- _TASK TO CARRY OUT_
Find the word "target" below. Copy each line that has it.

- _DATASET RECORDS_
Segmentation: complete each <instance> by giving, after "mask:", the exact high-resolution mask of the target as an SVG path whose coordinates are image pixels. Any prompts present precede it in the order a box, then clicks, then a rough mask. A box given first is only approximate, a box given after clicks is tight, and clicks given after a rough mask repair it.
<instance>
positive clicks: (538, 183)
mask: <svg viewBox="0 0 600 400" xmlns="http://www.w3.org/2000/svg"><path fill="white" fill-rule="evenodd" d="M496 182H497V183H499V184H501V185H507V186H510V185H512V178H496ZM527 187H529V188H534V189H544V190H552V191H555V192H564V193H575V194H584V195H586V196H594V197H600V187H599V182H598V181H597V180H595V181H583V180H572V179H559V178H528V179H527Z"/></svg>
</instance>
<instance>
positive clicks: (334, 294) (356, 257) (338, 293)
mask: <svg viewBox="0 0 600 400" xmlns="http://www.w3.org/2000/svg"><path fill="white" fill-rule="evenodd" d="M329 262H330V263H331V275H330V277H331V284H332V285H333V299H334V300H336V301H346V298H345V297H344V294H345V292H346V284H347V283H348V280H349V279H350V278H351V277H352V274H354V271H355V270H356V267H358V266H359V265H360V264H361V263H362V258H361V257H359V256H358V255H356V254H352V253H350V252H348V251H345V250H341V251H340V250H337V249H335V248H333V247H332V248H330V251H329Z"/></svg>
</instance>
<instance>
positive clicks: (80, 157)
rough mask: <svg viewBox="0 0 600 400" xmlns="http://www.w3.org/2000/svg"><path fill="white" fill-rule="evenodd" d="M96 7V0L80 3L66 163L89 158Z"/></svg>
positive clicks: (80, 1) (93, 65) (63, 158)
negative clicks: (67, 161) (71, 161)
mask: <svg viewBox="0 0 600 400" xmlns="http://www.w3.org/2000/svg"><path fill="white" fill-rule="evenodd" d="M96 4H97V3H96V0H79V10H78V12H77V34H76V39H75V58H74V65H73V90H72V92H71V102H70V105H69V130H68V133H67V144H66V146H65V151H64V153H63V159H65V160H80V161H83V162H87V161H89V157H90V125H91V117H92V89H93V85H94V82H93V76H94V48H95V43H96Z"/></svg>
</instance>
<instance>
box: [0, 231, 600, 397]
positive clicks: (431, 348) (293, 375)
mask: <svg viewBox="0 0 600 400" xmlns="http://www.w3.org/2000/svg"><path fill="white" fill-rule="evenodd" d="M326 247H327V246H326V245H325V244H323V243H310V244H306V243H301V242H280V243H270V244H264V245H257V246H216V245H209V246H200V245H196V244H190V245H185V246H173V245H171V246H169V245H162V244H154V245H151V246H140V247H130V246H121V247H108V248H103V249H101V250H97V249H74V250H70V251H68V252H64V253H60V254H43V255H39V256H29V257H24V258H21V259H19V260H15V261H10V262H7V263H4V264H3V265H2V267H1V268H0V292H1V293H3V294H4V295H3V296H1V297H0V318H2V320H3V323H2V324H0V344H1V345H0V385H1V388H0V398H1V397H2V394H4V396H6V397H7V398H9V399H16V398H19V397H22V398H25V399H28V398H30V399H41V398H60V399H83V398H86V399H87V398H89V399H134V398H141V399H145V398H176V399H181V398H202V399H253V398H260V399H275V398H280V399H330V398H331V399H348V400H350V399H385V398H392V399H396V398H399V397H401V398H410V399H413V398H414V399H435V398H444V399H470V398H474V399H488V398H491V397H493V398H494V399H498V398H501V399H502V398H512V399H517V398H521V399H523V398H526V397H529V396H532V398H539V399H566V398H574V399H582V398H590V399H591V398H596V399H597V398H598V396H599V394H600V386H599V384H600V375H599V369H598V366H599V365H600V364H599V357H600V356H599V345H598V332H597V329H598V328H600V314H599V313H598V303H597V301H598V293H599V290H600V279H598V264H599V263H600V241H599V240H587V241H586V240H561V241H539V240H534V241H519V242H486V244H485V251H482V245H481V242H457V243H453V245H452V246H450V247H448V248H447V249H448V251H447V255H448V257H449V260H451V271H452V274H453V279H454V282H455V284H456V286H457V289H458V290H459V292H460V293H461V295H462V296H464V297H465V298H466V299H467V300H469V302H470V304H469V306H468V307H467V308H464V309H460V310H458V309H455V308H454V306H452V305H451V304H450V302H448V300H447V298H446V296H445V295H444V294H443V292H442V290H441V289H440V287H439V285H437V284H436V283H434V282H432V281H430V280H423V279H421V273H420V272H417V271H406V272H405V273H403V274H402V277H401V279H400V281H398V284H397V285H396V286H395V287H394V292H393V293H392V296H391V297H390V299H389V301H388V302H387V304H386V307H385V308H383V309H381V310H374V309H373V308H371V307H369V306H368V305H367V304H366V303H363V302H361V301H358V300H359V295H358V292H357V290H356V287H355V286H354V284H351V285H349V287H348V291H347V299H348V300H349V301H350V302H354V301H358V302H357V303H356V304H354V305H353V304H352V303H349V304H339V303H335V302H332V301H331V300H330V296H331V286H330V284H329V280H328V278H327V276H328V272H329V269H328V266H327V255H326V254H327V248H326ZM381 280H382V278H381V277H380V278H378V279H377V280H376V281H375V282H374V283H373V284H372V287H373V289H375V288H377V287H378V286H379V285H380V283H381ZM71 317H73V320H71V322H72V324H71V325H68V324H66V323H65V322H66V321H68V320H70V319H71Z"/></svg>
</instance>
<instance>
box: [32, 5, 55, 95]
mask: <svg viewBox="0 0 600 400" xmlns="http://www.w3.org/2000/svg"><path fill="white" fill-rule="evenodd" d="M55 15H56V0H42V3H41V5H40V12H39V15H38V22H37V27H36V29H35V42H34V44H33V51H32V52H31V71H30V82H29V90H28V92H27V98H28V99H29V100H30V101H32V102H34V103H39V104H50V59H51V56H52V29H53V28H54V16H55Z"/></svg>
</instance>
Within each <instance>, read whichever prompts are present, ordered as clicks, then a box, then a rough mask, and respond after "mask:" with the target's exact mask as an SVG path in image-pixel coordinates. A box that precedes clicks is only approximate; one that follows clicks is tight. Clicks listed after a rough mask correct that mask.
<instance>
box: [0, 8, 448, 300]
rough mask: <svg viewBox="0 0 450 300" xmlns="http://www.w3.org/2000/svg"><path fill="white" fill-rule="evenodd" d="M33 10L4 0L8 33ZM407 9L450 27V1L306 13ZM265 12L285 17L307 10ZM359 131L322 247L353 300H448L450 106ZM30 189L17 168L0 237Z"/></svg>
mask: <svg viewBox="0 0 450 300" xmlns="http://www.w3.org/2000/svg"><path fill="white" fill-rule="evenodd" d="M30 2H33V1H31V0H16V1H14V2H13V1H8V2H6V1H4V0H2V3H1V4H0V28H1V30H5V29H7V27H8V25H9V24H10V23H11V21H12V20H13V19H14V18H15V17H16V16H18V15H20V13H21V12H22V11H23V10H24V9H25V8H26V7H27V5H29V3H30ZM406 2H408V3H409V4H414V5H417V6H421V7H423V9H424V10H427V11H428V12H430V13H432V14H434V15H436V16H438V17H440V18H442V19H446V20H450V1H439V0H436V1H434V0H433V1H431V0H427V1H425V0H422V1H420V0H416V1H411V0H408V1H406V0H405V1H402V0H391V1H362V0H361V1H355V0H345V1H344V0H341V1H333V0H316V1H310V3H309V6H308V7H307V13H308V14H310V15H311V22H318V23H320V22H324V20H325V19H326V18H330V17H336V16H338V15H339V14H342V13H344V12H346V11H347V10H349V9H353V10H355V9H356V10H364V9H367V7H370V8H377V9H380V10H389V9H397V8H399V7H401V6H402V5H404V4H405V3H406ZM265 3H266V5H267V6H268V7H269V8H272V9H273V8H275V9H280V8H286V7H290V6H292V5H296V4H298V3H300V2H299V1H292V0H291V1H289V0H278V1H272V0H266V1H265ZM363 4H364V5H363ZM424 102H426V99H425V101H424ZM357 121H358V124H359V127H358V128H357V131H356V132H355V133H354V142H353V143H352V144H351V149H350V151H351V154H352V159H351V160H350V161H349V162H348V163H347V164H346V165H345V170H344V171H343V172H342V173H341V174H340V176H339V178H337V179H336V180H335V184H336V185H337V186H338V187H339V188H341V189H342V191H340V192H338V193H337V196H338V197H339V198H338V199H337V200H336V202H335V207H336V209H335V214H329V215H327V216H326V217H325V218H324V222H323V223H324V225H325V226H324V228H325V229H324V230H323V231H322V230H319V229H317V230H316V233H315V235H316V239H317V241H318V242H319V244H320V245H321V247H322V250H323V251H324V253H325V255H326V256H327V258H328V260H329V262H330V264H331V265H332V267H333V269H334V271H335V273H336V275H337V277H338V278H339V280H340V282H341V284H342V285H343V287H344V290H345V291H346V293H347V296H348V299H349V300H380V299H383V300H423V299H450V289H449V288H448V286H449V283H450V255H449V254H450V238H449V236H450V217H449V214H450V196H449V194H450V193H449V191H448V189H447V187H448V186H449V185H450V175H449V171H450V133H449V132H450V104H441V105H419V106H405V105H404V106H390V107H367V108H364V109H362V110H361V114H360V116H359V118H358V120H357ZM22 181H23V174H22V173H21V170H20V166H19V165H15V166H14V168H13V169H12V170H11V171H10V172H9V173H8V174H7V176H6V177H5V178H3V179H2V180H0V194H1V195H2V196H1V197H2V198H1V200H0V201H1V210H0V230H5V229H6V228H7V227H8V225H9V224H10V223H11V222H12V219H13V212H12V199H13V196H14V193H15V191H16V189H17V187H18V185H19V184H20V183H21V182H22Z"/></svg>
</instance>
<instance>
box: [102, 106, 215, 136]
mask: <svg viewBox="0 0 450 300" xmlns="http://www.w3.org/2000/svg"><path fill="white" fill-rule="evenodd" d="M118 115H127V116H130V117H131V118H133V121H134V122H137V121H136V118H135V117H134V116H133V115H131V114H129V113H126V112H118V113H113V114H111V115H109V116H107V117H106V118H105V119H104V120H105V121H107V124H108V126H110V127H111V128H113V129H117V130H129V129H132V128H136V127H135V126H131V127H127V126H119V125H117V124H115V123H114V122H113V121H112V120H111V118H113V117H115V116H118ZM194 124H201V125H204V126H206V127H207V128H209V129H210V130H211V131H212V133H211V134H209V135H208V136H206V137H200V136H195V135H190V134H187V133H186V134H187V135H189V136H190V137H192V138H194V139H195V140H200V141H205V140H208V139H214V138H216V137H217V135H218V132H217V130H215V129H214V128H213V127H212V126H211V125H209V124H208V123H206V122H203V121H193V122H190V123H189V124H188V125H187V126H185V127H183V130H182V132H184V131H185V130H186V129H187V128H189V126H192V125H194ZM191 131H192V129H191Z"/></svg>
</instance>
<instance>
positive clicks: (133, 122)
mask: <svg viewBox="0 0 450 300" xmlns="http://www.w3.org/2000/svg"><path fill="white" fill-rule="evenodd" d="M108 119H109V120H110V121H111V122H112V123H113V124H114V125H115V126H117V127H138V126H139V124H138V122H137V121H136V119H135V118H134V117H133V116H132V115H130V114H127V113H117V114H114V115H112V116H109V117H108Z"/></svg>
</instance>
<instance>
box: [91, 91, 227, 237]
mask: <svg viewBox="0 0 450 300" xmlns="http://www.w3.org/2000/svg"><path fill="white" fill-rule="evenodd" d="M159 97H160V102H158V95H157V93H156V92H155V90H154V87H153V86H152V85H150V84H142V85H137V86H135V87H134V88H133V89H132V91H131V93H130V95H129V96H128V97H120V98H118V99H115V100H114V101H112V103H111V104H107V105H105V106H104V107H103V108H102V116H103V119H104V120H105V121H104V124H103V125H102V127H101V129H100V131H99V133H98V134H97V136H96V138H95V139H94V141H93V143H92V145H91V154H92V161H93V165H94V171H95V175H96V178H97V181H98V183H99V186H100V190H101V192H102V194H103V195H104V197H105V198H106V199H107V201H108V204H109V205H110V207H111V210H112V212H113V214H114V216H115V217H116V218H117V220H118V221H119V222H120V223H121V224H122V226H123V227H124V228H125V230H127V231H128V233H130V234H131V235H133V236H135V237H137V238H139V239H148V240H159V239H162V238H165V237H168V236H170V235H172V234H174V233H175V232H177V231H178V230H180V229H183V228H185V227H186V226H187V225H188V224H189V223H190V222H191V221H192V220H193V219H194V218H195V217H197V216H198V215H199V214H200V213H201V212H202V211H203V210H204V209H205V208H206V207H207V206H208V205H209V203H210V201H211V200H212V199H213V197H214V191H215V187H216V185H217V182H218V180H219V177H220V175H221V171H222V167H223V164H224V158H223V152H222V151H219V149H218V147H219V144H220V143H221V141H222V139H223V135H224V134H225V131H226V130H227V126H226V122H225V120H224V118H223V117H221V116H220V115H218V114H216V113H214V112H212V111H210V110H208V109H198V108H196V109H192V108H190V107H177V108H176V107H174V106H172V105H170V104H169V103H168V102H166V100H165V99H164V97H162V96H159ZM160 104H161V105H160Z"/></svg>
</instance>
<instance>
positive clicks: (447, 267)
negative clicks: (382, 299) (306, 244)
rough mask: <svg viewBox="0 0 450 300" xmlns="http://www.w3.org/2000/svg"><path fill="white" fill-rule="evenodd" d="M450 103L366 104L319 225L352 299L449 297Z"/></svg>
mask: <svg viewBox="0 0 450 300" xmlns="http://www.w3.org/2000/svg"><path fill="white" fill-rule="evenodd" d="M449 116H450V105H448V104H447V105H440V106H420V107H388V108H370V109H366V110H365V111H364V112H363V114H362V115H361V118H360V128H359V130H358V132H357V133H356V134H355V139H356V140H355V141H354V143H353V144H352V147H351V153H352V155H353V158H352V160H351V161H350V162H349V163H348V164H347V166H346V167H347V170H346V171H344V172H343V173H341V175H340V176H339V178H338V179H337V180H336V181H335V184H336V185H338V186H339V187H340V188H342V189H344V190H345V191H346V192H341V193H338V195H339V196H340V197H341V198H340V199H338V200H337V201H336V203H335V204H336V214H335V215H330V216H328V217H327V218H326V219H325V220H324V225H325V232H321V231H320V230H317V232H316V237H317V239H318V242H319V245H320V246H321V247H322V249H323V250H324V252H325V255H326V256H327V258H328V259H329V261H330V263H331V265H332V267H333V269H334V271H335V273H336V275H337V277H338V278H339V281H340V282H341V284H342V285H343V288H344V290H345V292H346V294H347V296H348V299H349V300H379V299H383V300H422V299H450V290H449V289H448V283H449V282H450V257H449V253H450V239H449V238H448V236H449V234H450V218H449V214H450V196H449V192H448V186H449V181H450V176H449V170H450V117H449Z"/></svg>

- _RESULT OF THE EXERCISE_
Segmentation: complete each <instance> by giving, after "mask:", the exact high-resolution mask of the target as an SVG path whose coordinates are image pixels. Any prompts present precede it in the order a box, then clicks, then a rough mask. A box given first is only approximate, a box given after clicks is tight, and clicks given after a rough mask repair it.
Within each <instance>, read whichever prompts are present, ordered as clicks, then a box, then a rough mask, and respond after "mask:" with the target's exact mask as an SVG path in image-pixel coordinates. A box that precedes clicks is only approximate; one that follows clicks is tight. Clicks listed after a rough mask correct that mask.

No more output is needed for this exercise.